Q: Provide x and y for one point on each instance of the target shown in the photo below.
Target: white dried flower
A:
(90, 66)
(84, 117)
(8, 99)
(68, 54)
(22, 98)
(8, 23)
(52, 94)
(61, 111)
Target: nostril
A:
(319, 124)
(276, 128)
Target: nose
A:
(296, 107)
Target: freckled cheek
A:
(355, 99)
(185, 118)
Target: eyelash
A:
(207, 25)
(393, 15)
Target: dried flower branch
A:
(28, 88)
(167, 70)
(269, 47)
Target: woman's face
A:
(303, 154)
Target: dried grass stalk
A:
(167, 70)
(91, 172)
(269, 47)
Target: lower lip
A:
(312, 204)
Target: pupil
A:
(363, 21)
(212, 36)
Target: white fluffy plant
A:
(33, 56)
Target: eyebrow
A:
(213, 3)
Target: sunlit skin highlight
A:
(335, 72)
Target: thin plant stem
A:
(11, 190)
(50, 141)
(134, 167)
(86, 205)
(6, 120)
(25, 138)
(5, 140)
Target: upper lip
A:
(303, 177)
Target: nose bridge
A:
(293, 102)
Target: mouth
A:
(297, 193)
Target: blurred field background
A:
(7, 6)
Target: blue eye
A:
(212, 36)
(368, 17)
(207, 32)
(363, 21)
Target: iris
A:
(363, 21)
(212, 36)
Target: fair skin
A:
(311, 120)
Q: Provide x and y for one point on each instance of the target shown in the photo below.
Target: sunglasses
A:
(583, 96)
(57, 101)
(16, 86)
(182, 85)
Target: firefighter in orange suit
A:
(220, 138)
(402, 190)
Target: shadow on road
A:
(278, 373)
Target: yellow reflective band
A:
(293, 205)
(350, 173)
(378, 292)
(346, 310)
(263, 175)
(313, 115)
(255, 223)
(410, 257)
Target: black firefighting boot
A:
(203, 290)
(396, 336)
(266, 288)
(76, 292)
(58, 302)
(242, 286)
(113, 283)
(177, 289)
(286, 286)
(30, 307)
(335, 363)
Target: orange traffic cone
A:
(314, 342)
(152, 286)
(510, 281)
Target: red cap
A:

+-------+

== Task requirements ==
From the entries above, return exactly the line containing "Target: nose bridge", the line containing "Target: yellow reflective band", and all lines between, and nothing else.

== Solution to this exercise ==
Target: nose bridge
A:
(293, 102)
Target: mouth
A:
(297, 193)
Target: blurred field background
A:
(7, 6)
Target: blue eye
A:
(212, 36)
(368, 17)
(207, 32)
(363, 21)
Target: iris
A:
(363, 21)
(212, 36)
Target: fair skin
A:
(311, 120)
Q: Provide x and y for one point on each instance of the target shown in the photo below.
Target: sunglasses
A:
(583, 96)
(57, 101)
(16, 86)
(182, 85)
Target: firefighter in orange suit
A:
(220, 138)
(402, 190)
Target: shadow on road
A:
(278, 373)
Target: yellow reflective band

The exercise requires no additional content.